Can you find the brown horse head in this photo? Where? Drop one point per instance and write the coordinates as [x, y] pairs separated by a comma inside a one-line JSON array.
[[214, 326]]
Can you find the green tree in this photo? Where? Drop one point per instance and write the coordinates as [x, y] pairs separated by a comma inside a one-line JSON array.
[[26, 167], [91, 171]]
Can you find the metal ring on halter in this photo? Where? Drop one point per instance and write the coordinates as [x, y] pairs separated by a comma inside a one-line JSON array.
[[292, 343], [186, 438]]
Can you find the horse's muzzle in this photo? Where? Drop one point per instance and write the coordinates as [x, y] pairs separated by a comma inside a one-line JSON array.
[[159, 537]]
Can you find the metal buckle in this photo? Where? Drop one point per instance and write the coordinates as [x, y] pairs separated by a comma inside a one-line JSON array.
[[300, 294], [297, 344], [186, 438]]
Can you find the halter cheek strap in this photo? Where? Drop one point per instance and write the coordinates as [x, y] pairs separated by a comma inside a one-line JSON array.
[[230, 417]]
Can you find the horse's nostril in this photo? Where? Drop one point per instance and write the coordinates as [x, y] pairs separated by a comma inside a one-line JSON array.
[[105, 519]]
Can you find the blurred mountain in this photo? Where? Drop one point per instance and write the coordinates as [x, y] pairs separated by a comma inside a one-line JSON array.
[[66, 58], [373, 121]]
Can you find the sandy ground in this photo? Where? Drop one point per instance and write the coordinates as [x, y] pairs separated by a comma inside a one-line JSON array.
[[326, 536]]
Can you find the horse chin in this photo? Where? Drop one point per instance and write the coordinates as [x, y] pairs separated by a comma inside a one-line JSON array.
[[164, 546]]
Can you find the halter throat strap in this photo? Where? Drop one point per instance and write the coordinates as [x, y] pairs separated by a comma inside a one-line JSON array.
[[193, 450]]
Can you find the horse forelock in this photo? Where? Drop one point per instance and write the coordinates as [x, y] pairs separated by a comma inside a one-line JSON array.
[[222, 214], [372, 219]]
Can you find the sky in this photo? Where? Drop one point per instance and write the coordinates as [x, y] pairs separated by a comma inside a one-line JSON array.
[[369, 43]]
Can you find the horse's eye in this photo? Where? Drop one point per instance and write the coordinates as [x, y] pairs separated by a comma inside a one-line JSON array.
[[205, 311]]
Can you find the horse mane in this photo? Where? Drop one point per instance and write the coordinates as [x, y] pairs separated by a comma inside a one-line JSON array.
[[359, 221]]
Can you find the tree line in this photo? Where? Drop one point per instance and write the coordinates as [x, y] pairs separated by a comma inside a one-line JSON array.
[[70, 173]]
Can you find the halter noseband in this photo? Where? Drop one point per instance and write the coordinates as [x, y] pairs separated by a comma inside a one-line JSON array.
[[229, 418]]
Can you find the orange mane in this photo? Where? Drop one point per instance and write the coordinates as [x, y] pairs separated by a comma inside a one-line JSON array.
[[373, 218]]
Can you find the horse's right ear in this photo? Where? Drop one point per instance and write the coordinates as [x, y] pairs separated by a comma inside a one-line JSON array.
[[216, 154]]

JOB: Transcribe each record exactly. Leave nothing out.

REPLY TO THE EXERCISE:
Can you find the brown horse head in this photo? Where? Drop one point per instance and write the coordinates as [x, y] pairs separated by a comma inside a one-line JSON array.
[[214, 326]]
Can you find the green tree in this photo? Where? Drop one point per instance and write the coordinates as [x, y] pairs separated by a comma inside a one-line JSON array.
[[26, 167], [91, 171]]
Can you find the metal ring on halter in this photo? Where? Drop one point per instance and write the coordinates as [x, y] pairs separated by a comma inside a one-line JSON array.
[[292, 343], [186, 438]]
Can you find the horse's muzzle in this photo? Where? Drop one point per instance and write the coordinates as [x, y] pairs separated by a comma inside a one-line JSON array.
[[159, 537]]
Can you find the metal buckle in this photo? Where? Drop one point per instance and write the coordinates as [x, y] pairs separated by a comma inside a one-line JSON array.
[[300, 294], [297, 344], [186, 438]]
Can you find the halter cheek strap in this photo? Where? Drop one point per instance and write the coordinates as [x, y] pairs separated by a comma inside a one-line JSON array.
[[230, 417]]
Can you find the horse's nostril in this photo? Where? Drop one point per instance and write the coordinates as [x, y] pairs separated by a comma inside a one-line JSON array.
[[105, 519]]
Can you find the blurred mountain in this photo? Where? Drop one point per instance and write the coordinates as [x, y] pairs separated by a comma inside a one-line JSON array.
[[66, 58], [373, 121]]
Can you find the sandy ground in this photo? Where? Drop one point per instance and write the coordinates as [x, y] pairs separated by a comma inside a one-line JSON array.
[[326, 536]]
Can you find the horse chin in this photo? Where? Drop one point per instance and write the coordinates as [x, y] pairs separated by a comma inside a one-line JSON array.
[[164, 546]]
Can you find the halter throat strap in this photo? Where? Drop one point per instance and write the coordinates as [x, y] pairs separated by a comma inside a one-line JSON array.
[[193, 450]]
Can you find the horse forelock in this photo? Where? Drop one point per instance and write the coordinates as [x, y] pairs separated by a comma inside a one-line JSON array.
[[222, 214], [372, 219]]
Can you find the sky in this photo? Where? Drop one point per instance and write the coordinates as [x, y] pairs separated by a comma inside a one-line JSON array.
[[369, 43]]
Can you find the horse's eye in this photo? Where? Drop one point per instance and write the coordinates as [x, y] pairs separated by a comma inside a one-line JSON array.
[[205, 311]]
Can you find the horse mane in this photo? Where? Drop one point per instance and write the coordinates as [x, y] pairs separated by a comma inside a one-line JSON array.
[[359, 221]]
Can you find the tree line in this photo? Where? Drop one point per instance and write the coordinates as [x, y] pairs separated by a comma inside a one-line JSON array.
[[70, 173]]
Can you find the halter noseband in this photo? Where? Drop one point per instance and write the coordinates as [x, y] pairs separated by a comma inside a one-line JSON array.
[[229, 418]]
Can you find the orange mane in this photo? Where? Drop one point per instance and write the coordinates as [x, y] pairs separated by a comma inside a one-line JSON array.
[[373, 218]]
Can you find the horse's right ear in this photo? Where? Drop one point per instance and write the coordinates as [x, y] pairs separated by a comma inside a one-line JSON array.
[[216, 154]]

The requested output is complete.